Exercise -> Go through the records below line by line. Count the lines with "scoreboard" and give the count alone.

Start of Block

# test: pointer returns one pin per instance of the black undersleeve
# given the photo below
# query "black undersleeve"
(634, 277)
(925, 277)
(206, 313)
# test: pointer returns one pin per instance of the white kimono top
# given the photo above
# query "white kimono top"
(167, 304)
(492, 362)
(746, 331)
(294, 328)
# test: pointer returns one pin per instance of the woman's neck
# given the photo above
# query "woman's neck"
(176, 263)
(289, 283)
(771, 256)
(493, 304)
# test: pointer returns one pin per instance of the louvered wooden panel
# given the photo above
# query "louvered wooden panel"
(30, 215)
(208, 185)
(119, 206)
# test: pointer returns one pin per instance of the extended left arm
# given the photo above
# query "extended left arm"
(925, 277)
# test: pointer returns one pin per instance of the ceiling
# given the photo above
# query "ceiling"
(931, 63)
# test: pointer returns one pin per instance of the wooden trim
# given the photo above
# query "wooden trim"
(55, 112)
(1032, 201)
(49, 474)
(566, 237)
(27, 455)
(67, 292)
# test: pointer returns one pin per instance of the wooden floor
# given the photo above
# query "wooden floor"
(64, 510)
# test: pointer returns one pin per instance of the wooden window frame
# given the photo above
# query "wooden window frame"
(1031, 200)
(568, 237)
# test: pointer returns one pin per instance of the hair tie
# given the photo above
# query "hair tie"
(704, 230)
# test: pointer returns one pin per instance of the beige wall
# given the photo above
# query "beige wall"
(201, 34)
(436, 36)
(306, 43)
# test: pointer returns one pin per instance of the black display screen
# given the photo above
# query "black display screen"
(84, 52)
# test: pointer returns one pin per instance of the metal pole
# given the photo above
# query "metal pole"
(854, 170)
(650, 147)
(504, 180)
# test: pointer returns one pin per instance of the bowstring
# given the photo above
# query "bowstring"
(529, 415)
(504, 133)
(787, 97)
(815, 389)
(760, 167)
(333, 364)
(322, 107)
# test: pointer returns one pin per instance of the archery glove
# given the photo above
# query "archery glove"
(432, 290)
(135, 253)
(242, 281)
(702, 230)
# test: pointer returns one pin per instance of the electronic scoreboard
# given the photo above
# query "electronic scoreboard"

End of Block

Exercise result -> 2